┌─ ENTRIES SHOWN
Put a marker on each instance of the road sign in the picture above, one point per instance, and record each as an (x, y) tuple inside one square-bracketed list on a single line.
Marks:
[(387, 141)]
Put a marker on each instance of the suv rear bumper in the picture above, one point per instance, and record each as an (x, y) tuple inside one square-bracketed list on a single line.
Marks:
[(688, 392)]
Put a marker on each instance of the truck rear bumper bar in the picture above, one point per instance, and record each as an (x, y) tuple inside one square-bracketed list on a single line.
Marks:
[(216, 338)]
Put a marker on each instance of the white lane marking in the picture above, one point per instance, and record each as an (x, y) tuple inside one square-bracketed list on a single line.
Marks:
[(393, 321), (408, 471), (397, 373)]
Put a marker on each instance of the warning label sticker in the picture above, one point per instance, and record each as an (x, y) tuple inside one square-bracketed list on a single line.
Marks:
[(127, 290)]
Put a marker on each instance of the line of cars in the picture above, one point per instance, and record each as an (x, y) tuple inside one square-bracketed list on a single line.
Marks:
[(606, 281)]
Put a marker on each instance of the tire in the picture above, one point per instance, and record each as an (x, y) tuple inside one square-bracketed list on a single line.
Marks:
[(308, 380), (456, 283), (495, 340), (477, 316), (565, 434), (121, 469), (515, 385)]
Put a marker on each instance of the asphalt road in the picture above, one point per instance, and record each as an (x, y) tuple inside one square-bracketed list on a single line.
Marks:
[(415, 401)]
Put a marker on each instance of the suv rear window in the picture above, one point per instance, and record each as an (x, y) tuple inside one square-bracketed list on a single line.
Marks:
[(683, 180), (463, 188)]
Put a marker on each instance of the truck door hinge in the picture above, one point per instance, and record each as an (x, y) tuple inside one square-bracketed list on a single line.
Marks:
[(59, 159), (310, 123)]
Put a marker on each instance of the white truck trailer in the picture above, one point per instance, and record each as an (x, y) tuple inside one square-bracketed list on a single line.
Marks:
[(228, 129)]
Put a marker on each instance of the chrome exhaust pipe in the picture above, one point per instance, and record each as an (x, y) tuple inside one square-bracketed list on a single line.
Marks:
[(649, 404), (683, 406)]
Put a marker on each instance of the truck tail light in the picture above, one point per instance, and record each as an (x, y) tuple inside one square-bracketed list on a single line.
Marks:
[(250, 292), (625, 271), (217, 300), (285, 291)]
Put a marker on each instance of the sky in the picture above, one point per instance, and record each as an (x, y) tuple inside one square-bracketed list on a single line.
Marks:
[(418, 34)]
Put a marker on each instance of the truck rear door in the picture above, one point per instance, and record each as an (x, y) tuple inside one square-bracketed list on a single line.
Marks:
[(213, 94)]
└─
## WHAT YOU WILL DO
Nothing but an exact repetition of the entries is expected here.

## OUTPUT OF THE TASK
Put a marker on each instance of the road sign in the picture above, one point per instance, and record each as an (x, y) tuple inside one square-bracketed list on a single line.
Marks:
[(387, 141)]
Put a marker on each instance of the suv rear bumper in the picture above, one point per instance, and record each as an (x, y) tuple inside one square-bracketed list on a single line.
Marks:
[(688, 392)]
Put a marker on each instance of the truck rear bumper bar in the picture above, one point per instance, and record each as an (x, y) tuple inside one square-bracketed list on a single line.
Marks:
[(216, 338)]
Put a marker on each instance of the white lane marking in the picture above, one point per instance, and record each as an (x, y) tuple inside one square-bracketed list on a single line.
Marks:
[(393, 321), (408, 471), (397, 373)]
Put a marker on each instance of the warning label sticker in the picture above, one point per instance, and record each as an (x, y) tuple inside one square-bracketed list on a single line.
Marks:
[(127, 290)]
Put a marker on each instance of the line of cars in the picture above, one point per instance, and record each as an (x, y) tuple inside one square-bracketed list on a single line.
Marks:
[(606, 281)]
Put a marker on each instance of the tire in the picture above, one point per instance, and record each as an (x, y) tuple inside one square-bracketed list on a single line.
Marks:
[(308, 380), (456, 283), (495, 340), (477, 316), (565, 434), (121, 469), (515, 385)]
Put a marker on each instance of the asphalt road in the picture above, one point per instance, and record each as an (x, y) tuple inside one square-bracketed list on a single line.
Marks:
[(415, 401)]
Put a marker on each instance of the suv rear window in the picture above, one point per instance, and record each as an (x, y) tuple inside one square-bracketed list on a single line.
Marks:
[(683, 180), (463, 188)]
Put a marker on each instance of the truck door hinge in the picture above, one point per instance, and record each as an (x, y) tuple inside one square-bracketed list on a single line.
Marks:
[(59, 159), (310, 123)]
Put a marker on each instance of the white truck trailer in the picture above, one point per instance, and record each as an (x, y) tuple inside one square-bracketed list on a single line.
Marks:
[(228, 129)]
Put a marker on each instance of the chrome exhaust pipe in the picture above, one point per instance, and record each as an (x, y) tuple inside one square-bracketed list on a single line.
Marks:
[(649, 404), (683, 406)]
Put a marker on each instance of the truck tail light in the picture above, one point per instance, and record each as an (x, y) tuple inside one square-bracketed list on a single line.
Marks:
[(250, 292), (625, 271), (217, 300), (285, 291)]
Put a marker on each instance of the sky in the picture above, one point per instance, and record each as an (x, y) tuple inside one square-bracketed list on a single line.
Marks:
[(418, 34)]
Put a marker on each instance of the truck rear door in the picture above, one point per instance, and record each as an (x, y) tuple inside one square-bracketed list on a single line.
Marks:
[(213, 94)]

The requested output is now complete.